### Provided data
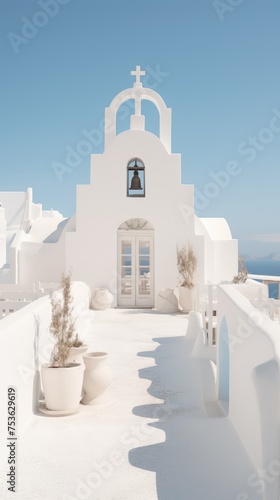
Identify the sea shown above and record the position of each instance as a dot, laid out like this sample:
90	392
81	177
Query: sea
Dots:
268	268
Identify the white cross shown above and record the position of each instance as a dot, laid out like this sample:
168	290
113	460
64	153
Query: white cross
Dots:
138	73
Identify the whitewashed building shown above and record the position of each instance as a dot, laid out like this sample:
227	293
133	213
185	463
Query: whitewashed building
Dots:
129	219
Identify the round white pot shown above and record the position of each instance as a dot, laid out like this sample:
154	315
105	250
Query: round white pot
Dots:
102	299
166	301
62	386
97	377
76	354
186	299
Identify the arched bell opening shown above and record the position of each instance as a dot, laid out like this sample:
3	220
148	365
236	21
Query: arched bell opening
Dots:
136	178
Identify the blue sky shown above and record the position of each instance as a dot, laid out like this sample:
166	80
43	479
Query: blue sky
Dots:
215	63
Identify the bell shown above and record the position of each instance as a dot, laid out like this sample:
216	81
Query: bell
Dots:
136	182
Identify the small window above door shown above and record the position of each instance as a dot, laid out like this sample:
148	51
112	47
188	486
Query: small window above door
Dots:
135	178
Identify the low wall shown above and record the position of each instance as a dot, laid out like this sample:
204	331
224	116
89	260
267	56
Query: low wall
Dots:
248	351
25	344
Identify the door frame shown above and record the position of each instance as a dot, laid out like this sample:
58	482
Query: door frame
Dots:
135	300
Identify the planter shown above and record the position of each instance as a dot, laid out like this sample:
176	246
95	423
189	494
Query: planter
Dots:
102	299
62	386
166	301
97	377
186	299
76	354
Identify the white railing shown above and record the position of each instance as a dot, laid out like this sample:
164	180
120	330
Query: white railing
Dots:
248	345
14	297
207	300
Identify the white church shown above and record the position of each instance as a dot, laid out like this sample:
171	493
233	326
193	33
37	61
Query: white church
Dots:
129	219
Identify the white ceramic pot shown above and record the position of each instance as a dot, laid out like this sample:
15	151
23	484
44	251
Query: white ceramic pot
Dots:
186	299
166	301
62	386
76	354
97	377
102	299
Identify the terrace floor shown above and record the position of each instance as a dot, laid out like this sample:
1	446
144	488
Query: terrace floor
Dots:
152	440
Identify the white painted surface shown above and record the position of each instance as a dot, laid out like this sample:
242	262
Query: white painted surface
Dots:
254	378
153	439
88	243
26	344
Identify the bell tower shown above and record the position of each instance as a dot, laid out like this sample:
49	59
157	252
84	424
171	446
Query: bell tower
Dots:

### Written instruction
Restate each of the entries above word for word and skip every image.

### Response to the task
Identify the sea shown above and record the position of each instance as a dot, laid out like this sample:
90	392
81	177
Query: sea
Dots:
268	268
Identify the white cross shown above and record the position of each instance as a dot, laid out like this sample:
168	290
113	460
64	153
Query: white cross
Dots:
138	73
Identify the whitewashed building shown above and record the position of each instance as a dot, laid out like this sample:
227	293
133	213
185	463
Query: whitewashed building
Dots:
129	219
Identify the round white pot shown above and record the position of each instance as a dot, laid out like this sample:
154	315
105	250
Query: round white pot
Dots:
102	299
166	301
62	386
97	377
76	354
186	299
Identify the arched bell opening shown above and record the position of each instance as a dot, laid out like this sample:
3	220
148	365
236	21
Query: arched bell opening
Dots:
136	178
Identify the blue sky shown above and record the position of each instance as a dot, laid out like this sample:
166	80
43	479
Query: blue sky
Dots:
215	63
Identify the bell shown above and record the position of each instance as a dot, laid out like this sample:
216	81
Query: bell
Dots:
136	182
Identify the small window above door shown above and record the position of each instance as a dot, laid out like this sample:
148	51
112	47
188	486
Query: small window above door
Dots:
135	178
Identify the low wall shown above and record the position of each instance as a dot, laid out like this sample:
204	331
224	116
89	260
267	56
Query: low wall
Dots:
248	351
25	344
Identify the door frame shown above and record the position of each instance as a dot, laid out like this sample:
58	482
Query: door frame
Dots:
135	300
Identify the planter shown above and record the position of each instance as a dot, laid out like this sample:
176	246
95	423
189	494
Query: planter
Dots:
102	299
62	386
166	301
97	377
186	299
76	354
Identify the white railing shown above and record the position of each instance as a dot, laid out like this sample:
164	180
120	330
Query: white railing
Dots:
248	345
14	297
207	300
Identify the white church shown above and record the position of each instance as a dot, laid out like this sample:
171	493
233	326
193	33
37	61
Query: white church
Dots:
129	219
Identify the white ceramic pot shown above and record the position of each instance as a dot, laid out like this sample:
15	151
23	484
44	251
Query: white ceramic pot
Dots:
186	299
166	301
62	386
76	354
97	377
102	299
Identify the terrace floor shown above and record the position of each instance as a dot, laid out like this sample:
1	446
144	488
Query: terrace floor
Dots:
152	440
Identify the white painted surface shown above and record the position of each instance as a dot, laid out like this sample:
242	262
Query: white painted surface
Dots:
254	378
153	439
88	243
26	344
Identify the bell tower shown above and record the position of each instance as a dot, laid out like this sample:
49	59
157	252
84	424
171	446
Query: bell tower
Dots:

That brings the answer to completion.